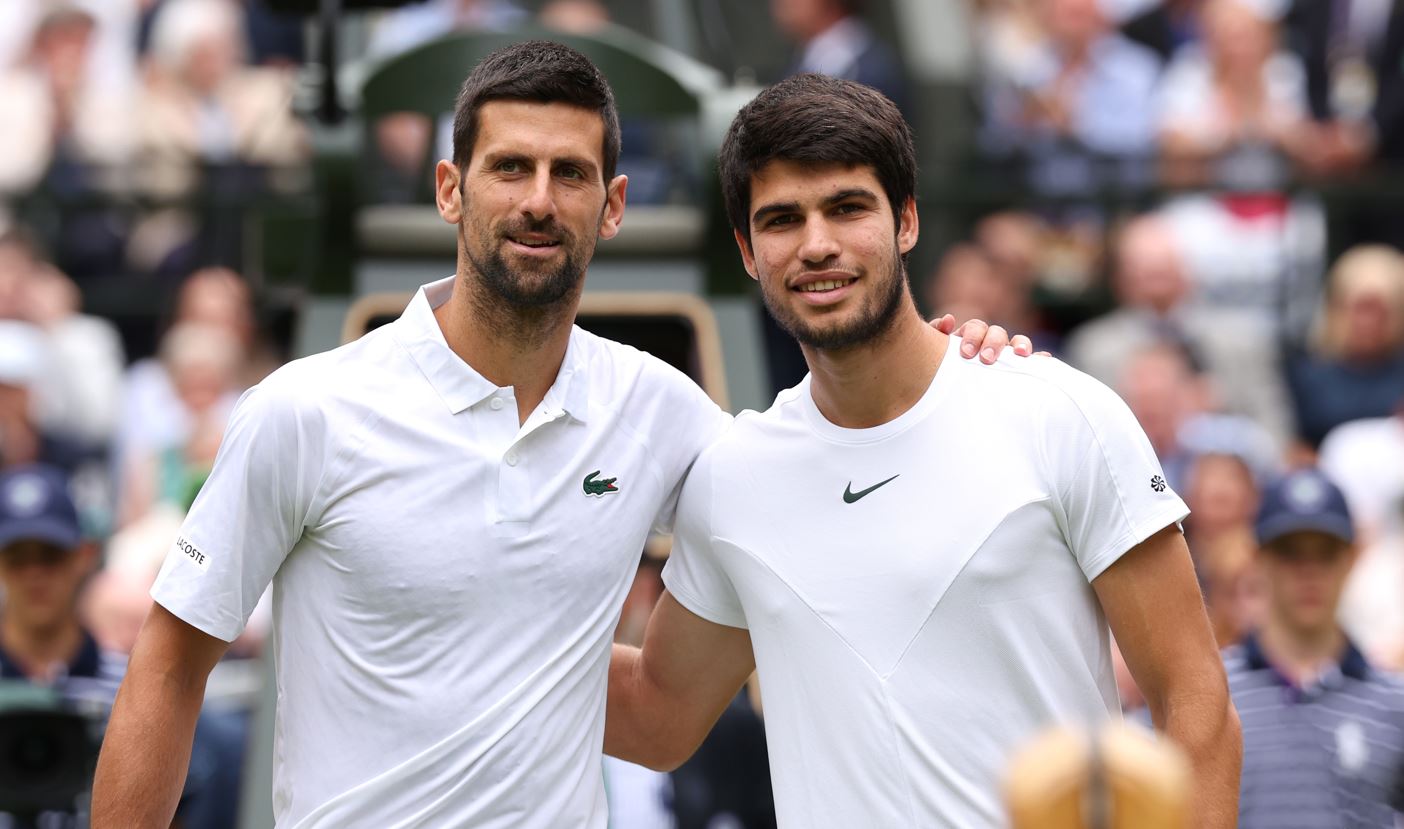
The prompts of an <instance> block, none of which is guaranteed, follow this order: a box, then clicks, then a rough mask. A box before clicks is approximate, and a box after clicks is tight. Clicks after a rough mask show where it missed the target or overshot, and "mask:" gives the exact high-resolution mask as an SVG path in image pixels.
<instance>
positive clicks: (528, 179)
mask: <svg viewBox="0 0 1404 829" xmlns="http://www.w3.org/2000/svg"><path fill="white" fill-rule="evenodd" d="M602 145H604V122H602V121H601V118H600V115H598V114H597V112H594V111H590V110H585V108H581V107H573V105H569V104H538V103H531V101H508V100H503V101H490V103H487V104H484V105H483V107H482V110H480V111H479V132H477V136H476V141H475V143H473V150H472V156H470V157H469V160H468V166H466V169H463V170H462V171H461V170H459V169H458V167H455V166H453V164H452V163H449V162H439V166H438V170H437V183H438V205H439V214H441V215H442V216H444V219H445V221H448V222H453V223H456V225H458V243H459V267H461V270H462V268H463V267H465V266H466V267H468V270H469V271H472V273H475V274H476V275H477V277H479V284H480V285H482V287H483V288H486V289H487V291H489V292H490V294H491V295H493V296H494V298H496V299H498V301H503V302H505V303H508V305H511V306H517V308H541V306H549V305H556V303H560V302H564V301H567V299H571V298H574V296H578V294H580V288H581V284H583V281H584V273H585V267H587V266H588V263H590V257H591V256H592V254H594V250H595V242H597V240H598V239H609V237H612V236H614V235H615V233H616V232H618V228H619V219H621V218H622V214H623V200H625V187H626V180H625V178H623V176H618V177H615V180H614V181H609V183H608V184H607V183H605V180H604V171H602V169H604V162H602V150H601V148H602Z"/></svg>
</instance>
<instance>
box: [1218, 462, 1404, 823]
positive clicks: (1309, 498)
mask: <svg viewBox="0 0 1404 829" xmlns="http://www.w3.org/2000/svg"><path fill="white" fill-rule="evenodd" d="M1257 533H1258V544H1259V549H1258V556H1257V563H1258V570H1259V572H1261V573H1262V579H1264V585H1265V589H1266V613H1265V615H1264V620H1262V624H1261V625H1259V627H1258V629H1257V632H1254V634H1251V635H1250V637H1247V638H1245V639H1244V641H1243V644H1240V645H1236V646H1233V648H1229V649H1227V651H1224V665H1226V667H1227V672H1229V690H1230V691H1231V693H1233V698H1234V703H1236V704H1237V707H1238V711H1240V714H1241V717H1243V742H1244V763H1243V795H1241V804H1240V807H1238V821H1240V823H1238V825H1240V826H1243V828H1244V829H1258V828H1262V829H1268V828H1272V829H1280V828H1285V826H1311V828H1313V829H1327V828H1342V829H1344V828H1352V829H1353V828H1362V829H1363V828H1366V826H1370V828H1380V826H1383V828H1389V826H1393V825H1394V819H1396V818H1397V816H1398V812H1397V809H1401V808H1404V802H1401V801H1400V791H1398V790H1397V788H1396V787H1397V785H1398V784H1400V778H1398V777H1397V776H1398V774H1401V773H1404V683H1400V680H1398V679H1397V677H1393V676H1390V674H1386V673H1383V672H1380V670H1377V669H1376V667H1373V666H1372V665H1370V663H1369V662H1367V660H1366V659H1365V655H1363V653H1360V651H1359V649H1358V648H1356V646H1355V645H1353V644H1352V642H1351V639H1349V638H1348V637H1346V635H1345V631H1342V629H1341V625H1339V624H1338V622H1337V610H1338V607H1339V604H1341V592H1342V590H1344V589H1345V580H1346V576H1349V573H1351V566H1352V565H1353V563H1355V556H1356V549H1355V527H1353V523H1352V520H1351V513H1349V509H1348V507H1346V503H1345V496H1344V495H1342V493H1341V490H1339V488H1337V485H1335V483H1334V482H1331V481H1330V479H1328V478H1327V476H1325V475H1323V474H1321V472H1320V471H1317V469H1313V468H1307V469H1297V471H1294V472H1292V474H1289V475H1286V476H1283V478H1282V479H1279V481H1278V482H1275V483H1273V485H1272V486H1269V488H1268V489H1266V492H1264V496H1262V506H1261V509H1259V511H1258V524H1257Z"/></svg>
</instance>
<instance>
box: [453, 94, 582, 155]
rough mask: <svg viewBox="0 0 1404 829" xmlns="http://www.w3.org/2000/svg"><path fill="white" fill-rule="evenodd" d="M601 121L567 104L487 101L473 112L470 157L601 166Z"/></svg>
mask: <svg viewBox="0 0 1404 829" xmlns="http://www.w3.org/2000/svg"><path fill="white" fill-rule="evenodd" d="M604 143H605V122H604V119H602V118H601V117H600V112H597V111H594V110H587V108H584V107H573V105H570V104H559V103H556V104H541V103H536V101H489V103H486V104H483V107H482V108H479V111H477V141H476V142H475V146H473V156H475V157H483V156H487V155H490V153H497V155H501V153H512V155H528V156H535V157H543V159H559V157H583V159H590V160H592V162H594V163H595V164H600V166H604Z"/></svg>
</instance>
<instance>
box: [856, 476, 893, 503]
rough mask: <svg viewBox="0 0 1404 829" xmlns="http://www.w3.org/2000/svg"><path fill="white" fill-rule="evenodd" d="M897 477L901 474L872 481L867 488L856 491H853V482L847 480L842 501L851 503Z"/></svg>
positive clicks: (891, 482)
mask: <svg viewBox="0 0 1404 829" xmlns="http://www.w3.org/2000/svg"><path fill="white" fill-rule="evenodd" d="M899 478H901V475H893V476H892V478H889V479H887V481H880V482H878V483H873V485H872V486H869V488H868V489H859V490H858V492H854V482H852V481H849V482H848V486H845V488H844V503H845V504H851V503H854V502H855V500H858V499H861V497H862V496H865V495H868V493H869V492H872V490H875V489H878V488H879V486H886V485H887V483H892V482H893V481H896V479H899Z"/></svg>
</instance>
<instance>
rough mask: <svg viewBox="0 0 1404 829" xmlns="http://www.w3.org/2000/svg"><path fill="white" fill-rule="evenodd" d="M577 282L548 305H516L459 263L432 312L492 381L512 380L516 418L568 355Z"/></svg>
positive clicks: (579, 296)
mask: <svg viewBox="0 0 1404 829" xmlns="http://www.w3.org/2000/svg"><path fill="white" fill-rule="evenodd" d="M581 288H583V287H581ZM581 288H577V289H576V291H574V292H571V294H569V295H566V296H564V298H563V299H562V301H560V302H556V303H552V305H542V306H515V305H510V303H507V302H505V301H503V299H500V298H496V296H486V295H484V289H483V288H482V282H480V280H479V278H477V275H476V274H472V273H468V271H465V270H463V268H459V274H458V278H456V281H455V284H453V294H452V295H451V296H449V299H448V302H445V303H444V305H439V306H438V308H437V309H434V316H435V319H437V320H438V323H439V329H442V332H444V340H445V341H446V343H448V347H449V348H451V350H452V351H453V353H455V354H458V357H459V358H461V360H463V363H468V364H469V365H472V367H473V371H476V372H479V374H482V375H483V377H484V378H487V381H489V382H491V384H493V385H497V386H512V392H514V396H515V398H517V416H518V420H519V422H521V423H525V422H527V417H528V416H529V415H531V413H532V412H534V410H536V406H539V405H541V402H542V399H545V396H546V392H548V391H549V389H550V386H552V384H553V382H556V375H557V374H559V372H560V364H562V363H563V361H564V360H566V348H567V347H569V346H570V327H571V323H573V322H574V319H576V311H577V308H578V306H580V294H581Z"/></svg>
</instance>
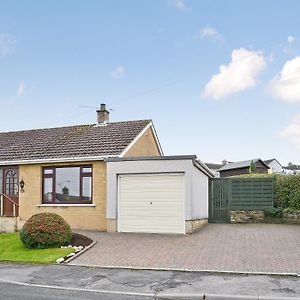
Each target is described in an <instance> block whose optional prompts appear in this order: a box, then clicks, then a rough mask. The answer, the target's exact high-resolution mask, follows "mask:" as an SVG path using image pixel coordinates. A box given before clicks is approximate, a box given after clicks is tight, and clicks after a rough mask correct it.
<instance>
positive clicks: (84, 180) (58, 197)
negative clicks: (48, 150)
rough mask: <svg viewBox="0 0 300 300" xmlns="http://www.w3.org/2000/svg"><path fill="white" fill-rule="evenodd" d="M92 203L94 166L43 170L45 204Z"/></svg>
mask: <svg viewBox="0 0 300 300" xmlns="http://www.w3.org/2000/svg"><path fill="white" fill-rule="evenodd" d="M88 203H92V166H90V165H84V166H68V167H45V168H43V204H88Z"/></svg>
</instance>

════════════════════

**What needs to be done**:
Return each line above where the word "high" shows up.

**Response area**:
The prompts of an <instance> block, none of which is guaranteed, follow this order: a box, then clicks, then a rough mask. A box before clicks is approximate, and a box after clicks is tight. Clicks after a rough mask show where it missed the target or overshot, and "mask:" gives the exact high-resolution mask as an SVG path in image pixels.
Each target is described in an <instance> block whose optional prompts appear in this order: a box, then clicks, then a rough mask. The answer, the target's exact high-resolution mask, follows "mask:" as an SVG path using image pixel coordinates. A box given before clicks is approximate, a box given after clicks is tight, and clicks after a rough mask correct it.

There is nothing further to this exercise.